Dataset rows:
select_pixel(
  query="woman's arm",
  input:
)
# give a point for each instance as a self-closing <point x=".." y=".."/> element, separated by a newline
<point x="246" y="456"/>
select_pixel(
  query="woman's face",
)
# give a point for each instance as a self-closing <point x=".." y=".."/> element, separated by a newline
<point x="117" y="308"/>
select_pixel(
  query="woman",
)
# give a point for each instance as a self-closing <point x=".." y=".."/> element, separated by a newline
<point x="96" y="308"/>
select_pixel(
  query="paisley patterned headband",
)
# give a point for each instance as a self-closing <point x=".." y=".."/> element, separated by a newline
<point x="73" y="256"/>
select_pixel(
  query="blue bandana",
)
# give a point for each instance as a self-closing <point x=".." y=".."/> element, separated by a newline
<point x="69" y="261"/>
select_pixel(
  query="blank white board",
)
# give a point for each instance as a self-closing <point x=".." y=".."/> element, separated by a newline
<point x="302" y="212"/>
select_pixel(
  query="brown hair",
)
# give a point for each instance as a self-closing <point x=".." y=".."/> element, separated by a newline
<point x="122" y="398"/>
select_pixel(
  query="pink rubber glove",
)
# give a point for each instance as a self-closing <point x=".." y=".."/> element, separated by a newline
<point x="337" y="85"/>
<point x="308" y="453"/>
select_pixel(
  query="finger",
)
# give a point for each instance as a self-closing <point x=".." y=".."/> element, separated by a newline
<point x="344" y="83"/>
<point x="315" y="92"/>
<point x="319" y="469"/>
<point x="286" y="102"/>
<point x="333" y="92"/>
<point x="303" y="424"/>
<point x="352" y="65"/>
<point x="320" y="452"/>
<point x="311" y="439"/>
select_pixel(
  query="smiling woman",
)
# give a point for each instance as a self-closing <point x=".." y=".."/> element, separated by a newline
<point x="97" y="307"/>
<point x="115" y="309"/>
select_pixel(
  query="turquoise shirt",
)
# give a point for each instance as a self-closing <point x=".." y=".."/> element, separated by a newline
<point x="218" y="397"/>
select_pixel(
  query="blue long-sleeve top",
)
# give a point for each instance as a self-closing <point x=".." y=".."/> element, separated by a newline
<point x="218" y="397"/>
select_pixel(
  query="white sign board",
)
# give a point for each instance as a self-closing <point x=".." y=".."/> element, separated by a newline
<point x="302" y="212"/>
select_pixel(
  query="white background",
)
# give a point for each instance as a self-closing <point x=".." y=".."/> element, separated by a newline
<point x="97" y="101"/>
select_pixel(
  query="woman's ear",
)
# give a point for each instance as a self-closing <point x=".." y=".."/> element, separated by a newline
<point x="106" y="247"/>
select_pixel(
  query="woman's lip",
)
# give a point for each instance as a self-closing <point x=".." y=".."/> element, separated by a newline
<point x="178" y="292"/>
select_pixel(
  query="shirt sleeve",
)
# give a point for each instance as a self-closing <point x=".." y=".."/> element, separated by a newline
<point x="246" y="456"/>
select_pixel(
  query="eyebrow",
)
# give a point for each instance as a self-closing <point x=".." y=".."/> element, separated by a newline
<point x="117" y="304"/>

What to do.
Write out the entire listing exactly.

The reply.
select_pixel(
  query="woman's arm",
  input:
)
# give a point for each instance as a self-closing <point x=".." y=".."/> element, separated by a newline
<point x="246" y="456"/>
select_pixel(
  query="woman's face",
)
# give a point for each instance as a self-closing <point x=".." y=".."/> element, separated by a newline
<point x="117" y="308"/>
select_pixel(
  query="woman",
)
# give a point for each instance as a self-closing <point x=".." y=".."/> element, separated by a newline
<point x="96" y="308"/>
select_pixel(
  query="paisley patterned headband",
)
# give a point for each instance as a self-closing <point x=".." y=".."/> element, separated by a newline
<point x="73" y="256"/>
select_pixel(
  query="blue bandana",
)
# give a point for each instance as a self-closing <point x=".." y=".."/> element, separated by a newline
<point x="69" y="261"/>
select_pixel(
  query="blank white board",
)
# give a point for each instance as a self-closing <point x=".." y=".."/> element, separated by a newline
<point x="302" y="212"/>
select_pixel(
  query="brown hair",
)
# give a point for each instance as a self-closing <point x=".." y=".."/> element, separated by a newline
<point x="122" y="398"/>
select_pixel(
  query="pink rubber glove",
)
# give a point for each instance as a self-closing <point x=".." y=".."/> element, separated by a newline
<point x="337" y="85"/>
<point x="308" y="453"/>
select_pixel(
  query="finger",
)
# give a point for each instance as a self-closing <point x=".." y=".."/> element, separated by a newline
<point x="344" y="83"/>
<point x="315" y="92"/>
<point x="319" y="469"/>
<point x="286" y="102"/>
<point x="333" y="92"/>
<point x="303" y="424"/>
<point x="352" y="65"/>
<point x="320" y="452"/>
<point x="311" y="439"/>
select_pixel(
  query="smiling woman",
)
# give a point for each instance as a self-closing <point x=".." y=".."/> element, separated by a newline
<point x="97" y="307"/>
<point x="115" y="309"/>
select_pixel(
  query="turquoise shirt",
)
# give a point for each instance as a self-closing <point x=".." y=".."/> element, separated by a newline
<point x="218" y="397"/>
select_pixel(
  query="blue long-sleeve top",
)
# give a point for each instance as a self-closing <point x=".." y=".."/> element, separated by a newline
<point x="218" y="397"/>
select_pixel(
  query="white sign board",
)
# give a point for each instance as a self-closing <point x=".." y=".."/> element, separated by a newline
<point x="302" y="212"/>
select_pixel(
  query="white background",
)
# give a point for each instance as a self-closing <point x=".." y=".."/> element, separated by a newline
<point x="97" y="101"/>
select_pixel(
  query="woman's ear",
)
# give a point for each instance as a self-closing <point x=".." y=".."/> element, separated by a newline
<point x="106" y="247"/>
select_pixel(
  query="woman's lip",
)
# give a point for each instance as a self-closing <point x=".." y=".."/> element, separated by a newline
<point x="178" y="292"/>
select_pixel(
  query="shirt sleeve",
)
# give a point for each instance as a self-closing <point x=".." y=".."/> element, separated by a newline
<point x="246" y="456"/>
select_pixel(
  query="eyebrow",
)
# give a point for each instance as a self-closing <point x=".." y=".."/> element, separated by a newline
<point x="117" y="304"/>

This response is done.